▸ Task description:
Going down the data below, set down exactly the line with "pixel 383 383" and each line after it through the line with "pixel 368 363"; no other lines.

# # # #

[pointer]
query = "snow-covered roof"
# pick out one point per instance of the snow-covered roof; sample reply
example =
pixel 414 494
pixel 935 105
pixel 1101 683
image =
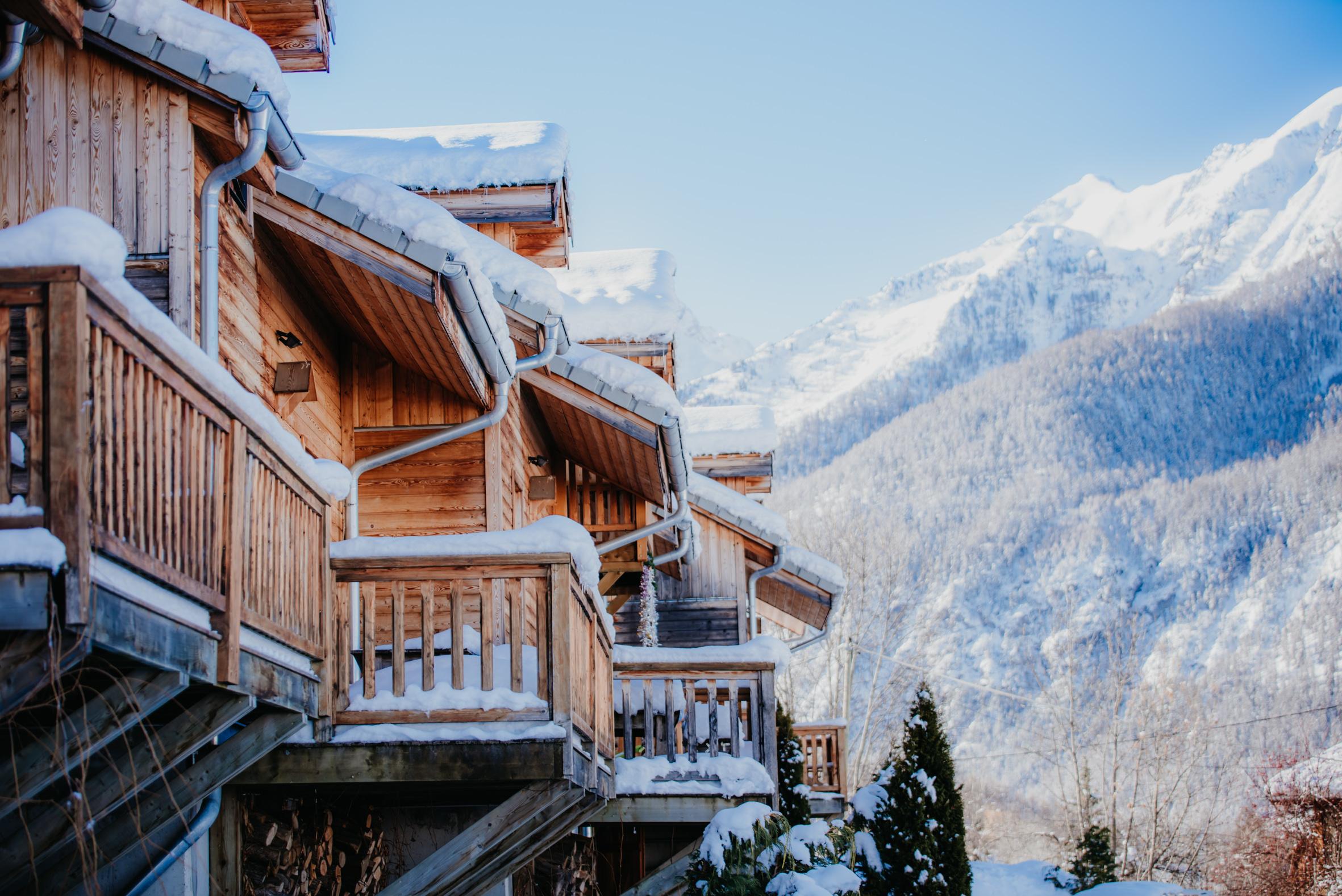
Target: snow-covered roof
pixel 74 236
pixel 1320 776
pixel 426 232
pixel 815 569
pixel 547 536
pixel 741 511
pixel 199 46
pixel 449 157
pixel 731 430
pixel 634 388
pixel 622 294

# # # #

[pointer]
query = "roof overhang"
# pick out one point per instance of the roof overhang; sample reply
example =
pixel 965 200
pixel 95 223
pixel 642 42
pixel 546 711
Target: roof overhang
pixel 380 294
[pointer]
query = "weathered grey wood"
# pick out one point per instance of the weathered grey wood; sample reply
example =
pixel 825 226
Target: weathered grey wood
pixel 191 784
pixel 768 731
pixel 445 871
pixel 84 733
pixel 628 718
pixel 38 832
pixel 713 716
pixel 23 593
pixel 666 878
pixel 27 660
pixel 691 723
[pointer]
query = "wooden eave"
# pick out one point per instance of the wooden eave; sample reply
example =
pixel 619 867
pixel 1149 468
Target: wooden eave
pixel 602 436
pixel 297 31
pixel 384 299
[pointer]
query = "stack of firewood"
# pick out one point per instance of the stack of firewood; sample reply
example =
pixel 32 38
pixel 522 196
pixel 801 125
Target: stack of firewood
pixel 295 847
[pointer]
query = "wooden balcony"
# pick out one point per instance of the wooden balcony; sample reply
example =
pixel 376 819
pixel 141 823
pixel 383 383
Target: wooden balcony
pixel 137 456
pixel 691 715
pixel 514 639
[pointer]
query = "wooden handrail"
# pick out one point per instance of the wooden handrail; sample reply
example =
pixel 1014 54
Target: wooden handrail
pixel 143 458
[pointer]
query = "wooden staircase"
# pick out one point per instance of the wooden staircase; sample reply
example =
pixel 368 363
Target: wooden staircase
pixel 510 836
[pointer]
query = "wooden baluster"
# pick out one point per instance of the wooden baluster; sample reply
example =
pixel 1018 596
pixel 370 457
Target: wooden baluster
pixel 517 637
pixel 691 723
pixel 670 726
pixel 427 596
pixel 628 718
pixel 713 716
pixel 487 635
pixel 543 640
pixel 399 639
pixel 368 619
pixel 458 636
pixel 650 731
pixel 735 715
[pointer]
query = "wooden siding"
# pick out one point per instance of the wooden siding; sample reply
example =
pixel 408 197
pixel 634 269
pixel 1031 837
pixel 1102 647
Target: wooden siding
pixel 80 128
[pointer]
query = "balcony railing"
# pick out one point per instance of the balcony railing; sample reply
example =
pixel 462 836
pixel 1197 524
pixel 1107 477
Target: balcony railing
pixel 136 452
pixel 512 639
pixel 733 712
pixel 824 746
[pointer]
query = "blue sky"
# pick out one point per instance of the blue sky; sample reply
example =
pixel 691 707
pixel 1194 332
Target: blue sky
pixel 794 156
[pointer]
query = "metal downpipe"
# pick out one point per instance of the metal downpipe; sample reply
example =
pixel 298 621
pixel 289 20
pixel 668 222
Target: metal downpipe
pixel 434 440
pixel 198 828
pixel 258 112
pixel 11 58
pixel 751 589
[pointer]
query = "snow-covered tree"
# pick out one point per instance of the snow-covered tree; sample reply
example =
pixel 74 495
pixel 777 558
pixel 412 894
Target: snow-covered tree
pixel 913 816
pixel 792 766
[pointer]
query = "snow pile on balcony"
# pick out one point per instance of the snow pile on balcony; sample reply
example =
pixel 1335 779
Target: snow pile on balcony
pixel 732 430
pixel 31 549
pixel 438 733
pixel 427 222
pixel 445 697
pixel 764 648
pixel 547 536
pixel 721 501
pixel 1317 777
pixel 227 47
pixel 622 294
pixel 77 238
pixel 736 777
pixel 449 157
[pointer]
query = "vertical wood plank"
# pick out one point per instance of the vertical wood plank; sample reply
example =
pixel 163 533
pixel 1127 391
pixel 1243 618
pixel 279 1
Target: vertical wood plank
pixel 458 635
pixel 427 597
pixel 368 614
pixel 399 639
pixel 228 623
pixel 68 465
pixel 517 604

# # # #

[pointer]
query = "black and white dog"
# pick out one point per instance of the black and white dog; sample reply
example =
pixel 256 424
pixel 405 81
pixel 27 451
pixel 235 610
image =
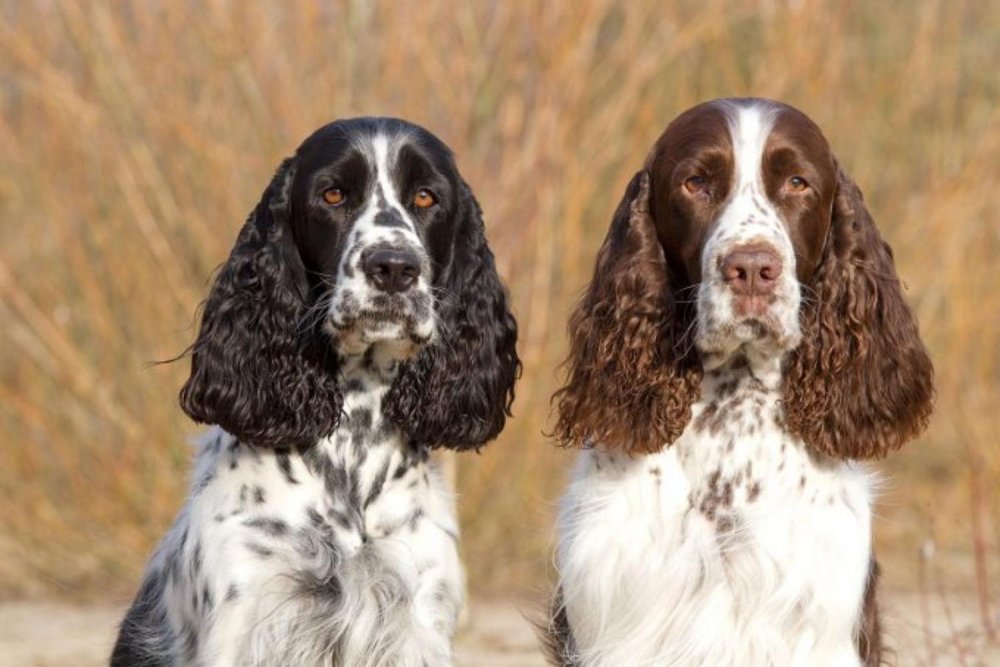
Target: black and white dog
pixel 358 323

# # # #

▸ Answer space:
pixel 383 383
Target: wooden balcony
pixel 137 456
pixel 691 715
pixel 514 639
[pointer]
query = "wooden handrail"
# pick out one point per instance of the wooden handrail; sample reply
example =
pixel 1014 54
Target: wooden handrail
pixel 143 458
[pointer]
query = "wooden staircase"
# pick out one point per instance of the wooden staircase; sample reply
example =
pixel 368 363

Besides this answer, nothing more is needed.